:: Source extract
Skip to main content

AWS Trainium on EKS

AWS Trainium is an advanced ML accelerator that transforms high-performance deep learning(DL) training. Trn1 instances, powered by AWS Trainium chips, are purpose-built for high-performance DL training of 100B+ parameter models. Meticulously designed for exceptional performance, Trn1 instances cater specifically to training popular Natual Language Processing(NLP) models on AWS, offering up to **50% cost savings ** compared to GPU-based EC2 instances. This cost efficiency makes them an attractive option for data scientists and ML practitioners seeking optimized training costs without compromising performance.

At the core of Trn1 instance's capabilities lies the AWS Neuron SDK, a software development kit seamlessly integrated with leading ML frameworks and libraries, such as PyTorch, TensorFlow, Megatron-LM, and Hugging Face. The Neuron SDK empowers developers to train NLP, computer vision, and recommender models on Trainium with ease, requiring only a few lines of code changes.

In this blueprint, we will learn how to securely deploy an Amazon EKS Cluster with Trainium Node groups (Trn1.32xlarge and Trn1n.32xlarge) and all the required plugins(EFA Package for EC2, Neuron Device K8s Plugin and EFA K8s plugin). Once the deployment is complete, we will learn how to train a BERT-large(Bidirectional Encoder Representations from Transformers) model with Distributed PyTorch pre-training using the WikiCorpus dataset. For scheduling the distributed training job, we will utilize TorchX with the Volcano Scheduler. Additionally, we can monitor the neuron activity during training using neuron-top.
::::
:: Information provided
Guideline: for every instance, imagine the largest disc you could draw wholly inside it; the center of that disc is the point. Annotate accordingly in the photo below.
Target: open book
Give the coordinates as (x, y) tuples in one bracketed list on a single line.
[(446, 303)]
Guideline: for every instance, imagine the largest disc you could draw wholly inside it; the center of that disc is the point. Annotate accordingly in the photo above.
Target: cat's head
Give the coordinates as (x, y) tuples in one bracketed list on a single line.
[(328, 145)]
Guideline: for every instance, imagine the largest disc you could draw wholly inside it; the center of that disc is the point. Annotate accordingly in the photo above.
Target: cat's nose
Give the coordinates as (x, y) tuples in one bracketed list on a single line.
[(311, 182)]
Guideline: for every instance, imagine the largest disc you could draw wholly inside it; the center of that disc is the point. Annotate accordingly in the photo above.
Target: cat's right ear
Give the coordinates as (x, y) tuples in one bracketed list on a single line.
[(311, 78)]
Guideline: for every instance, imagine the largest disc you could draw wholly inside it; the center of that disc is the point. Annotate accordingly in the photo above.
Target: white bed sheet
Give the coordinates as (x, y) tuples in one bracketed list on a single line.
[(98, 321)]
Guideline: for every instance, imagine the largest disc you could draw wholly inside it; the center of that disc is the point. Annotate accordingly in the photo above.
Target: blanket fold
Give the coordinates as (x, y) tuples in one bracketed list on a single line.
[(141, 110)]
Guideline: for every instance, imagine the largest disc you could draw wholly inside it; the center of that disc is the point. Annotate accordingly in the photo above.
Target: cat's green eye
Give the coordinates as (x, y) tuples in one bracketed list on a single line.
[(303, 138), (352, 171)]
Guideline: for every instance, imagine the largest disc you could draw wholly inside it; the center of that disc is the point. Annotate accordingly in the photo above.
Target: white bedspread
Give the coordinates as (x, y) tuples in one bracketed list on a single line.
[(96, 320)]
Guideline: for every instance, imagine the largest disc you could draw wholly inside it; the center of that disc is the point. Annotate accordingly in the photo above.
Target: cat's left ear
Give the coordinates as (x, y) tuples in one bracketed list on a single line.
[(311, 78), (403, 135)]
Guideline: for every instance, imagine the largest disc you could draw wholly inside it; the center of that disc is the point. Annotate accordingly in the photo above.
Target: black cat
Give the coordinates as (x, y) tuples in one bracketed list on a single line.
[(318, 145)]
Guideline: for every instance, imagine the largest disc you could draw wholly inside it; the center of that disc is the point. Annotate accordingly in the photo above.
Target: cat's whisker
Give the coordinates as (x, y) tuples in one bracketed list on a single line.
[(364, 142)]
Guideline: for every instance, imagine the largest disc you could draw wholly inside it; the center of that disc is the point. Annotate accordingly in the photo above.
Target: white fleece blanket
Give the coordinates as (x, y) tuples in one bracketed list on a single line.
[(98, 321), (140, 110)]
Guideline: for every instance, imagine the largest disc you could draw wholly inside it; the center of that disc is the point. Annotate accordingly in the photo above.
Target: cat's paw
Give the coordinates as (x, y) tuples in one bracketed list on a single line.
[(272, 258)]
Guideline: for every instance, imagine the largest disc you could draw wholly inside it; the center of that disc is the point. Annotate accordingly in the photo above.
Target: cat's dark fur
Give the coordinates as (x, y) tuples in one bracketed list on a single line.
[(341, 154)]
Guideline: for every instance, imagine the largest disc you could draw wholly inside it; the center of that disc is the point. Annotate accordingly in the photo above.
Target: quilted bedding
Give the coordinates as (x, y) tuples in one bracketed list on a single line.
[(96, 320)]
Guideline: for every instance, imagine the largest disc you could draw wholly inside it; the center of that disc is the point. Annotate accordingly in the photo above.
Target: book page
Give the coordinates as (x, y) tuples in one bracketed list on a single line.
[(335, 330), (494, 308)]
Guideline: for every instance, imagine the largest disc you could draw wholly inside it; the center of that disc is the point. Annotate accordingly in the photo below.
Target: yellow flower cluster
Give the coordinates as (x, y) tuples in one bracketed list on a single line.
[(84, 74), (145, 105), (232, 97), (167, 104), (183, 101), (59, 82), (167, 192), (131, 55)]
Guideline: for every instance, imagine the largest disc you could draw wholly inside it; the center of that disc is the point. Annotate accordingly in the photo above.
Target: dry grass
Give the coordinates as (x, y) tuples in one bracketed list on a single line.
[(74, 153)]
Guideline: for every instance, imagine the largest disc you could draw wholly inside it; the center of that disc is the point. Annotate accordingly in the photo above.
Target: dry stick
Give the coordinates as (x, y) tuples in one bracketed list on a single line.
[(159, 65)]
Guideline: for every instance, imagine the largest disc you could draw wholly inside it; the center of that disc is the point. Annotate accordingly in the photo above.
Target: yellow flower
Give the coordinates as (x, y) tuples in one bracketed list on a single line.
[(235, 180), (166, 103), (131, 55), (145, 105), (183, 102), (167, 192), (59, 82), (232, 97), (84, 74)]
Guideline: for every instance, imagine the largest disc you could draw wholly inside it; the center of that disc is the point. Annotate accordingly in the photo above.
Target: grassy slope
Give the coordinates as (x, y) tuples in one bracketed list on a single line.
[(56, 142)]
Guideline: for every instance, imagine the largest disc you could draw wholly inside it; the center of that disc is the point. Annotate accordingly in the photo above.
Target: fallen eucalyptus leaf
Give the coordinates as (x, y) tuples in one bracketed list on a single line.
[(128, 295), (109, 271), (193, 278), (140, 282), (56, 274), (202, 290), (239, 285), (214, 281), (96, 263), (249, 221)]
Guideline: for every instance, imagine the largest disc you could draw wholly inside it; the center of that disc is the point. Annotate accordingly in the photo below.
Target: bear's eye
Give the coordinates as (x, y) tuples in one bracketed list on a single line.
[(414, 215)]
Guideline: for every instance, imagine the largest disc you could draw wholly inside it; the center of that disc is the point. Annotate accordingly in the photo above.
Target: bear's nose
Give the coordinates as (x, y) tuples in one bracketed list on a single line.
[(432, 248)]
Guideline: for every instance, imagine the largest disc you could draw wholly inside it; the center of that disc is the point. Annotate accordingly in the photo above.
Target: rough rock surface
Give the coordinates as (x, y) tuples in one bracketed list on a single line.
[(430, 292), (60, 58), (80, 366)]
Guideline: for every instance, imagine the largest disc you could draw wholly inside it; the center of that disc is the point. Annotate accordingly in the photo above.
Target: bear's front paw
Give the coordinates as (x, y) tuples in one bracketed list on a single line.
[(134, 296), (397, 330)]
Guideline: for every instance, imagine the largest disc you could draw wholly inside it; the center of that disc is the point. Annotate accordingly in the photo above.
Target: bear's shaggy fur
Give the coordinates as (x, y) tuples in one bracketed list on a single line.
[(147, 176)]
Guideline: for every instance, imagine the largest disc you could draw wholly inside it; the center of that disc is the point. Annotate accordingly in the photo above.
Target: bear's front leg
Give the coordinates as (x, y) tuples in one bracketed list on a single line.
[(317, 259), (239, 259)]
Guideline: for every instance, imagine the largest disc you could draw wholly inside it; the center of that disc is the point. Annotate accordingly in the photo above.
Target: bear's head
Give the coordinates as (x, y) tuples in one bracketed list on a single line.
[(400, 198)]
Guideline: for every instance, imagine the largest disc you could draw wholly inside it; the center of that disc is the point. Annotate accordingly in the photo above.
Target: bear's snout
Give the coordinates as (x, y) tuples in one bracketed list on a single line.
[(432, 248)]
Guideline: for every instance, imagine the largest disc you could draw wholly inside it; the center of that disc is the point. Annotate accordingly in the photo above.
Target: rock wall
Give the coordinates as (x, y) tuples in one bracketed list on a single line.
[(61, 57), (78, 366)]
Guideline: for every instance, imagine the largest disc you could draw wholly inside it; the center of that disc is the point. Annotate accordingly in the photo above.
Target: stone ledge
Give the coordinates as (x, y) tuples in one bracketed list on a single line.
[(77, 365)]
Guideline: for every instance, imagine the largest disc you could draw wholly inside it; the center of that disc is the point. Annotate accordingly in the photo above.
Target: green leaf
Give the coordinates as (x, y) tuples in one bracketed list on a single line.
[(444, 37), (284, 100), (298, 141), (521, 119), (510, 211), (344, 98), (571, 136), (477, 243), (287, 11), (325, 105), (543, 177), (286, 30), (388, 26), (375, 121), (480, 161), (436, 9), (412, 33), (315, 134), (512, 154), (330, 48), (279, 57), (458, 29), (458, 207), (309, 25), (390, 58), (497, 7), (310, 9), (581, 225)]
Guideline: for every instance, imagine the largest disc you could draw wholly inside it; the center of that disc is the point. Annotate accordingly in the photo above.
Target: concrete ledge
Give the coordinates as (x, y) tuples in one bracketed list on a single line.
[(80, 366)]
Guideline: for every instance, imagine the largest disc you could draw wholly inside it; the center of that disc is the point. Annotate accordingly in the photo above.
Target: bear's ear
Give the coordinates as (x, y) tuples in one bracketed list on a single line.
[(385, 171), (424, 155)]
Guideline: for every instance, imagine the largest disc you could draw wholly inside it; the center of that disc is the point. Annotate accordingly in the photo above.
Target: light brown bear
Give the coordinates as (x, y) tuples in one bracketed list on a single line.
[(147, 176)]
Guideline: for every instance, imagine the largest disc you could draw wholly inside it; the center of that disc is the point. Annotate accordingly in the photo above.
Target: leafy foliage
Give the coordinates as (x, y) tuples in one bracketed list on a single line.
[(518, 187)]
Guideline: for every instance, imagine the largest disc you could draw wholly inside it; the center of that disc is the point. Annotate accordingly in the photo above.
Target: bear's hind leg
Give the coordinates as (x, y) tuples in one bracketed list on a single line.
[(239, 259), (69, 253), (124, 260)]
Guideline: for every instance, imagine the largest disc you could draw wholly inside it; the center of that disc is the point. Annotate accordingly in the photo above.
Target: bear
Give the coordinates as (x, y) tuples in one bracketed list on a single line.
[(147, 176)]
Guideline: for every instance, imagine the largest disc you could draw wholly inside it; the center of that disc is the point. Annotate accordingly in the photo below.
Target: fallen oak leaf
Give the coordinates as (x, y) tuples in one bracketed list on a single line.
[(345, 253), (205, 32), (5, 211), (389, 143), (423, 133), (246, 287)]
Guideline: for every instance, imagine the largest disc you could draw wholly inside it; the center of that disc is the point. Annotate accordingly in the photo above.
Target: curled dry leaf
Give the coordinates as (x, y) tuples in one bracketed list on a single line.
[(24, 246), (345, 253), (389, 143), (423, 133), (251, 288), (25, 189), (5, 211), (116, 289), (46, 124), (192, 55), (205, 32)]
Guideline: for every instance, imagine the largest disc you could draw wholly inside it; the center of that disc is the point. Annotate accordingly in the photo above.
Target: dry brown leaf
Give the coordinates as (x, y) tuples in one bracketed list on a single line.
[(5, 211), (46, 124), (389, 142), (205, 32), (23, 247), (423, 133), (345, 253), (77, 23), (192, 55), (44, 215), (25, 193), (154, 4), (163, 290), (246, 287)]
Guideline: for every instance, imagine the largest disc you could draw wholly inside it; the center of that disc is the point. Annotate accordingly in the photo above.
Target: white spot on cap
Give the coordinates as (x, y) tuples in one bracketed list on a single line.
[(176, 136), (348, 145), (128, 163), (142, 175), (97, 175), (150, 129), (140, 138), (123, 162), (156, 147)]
::::
Set problem:
Reproduce the AWS Trainium on EKS passage word for word, from its first line to its last.

Full output:
Skip to main content

AWS Trainium on EKS

AWS Trainium is an advanced ML accelerator that transforms high-performance deep learning(DL) training. Trn1 instances, powered by AWS Trainium chips, are purpose-built for high-performance DL training of 100B+ parameter models. Meticulously designed for exceptional performance, Trn1 instances cater specifically to training popular Natual Language Processing(NLP) models on AWS, offering up to **50% cost savings ** compared to GPU-based EC2 instances. This cost efficiency makes them an attractive option for data scientists and ML practitioners seeking optimized training costs without compromising performance.

At the core of Trn1 instance's capabilities lies the AWS Neuron SDK, a software development kit seamlessly integrated with leading ML frameworks and libraries, such as PyTorch, TensorFlow, Megatron-LM, and Hugging Face. The Neuron SDK empowers developers to train NLP, computer vision, and recommender models on Trainium with ease, requiring only a few lines of code changes.

In this blueprint, we will learn how to securely deploy an Amazon EKS Cluster with Trainium Node groups (Trn1.32xlarge and Trn1n.32xlarge) and all the required plugins(EFA Package for EC2, Neuron Device K8s Plugin and EFA K8s plugin). Once the deployment is complete, we will learn how to train a BERT-large(Bidirectional Encoder Representations from Transformers) model with Distributed PyTorch pre-training using the WikiCorpus dataset. For scheduling the distributed training job, we will utilize TorchX with the Volcano Scheduler. Additionally, we can monitor the neuron activity during training using neuron-top.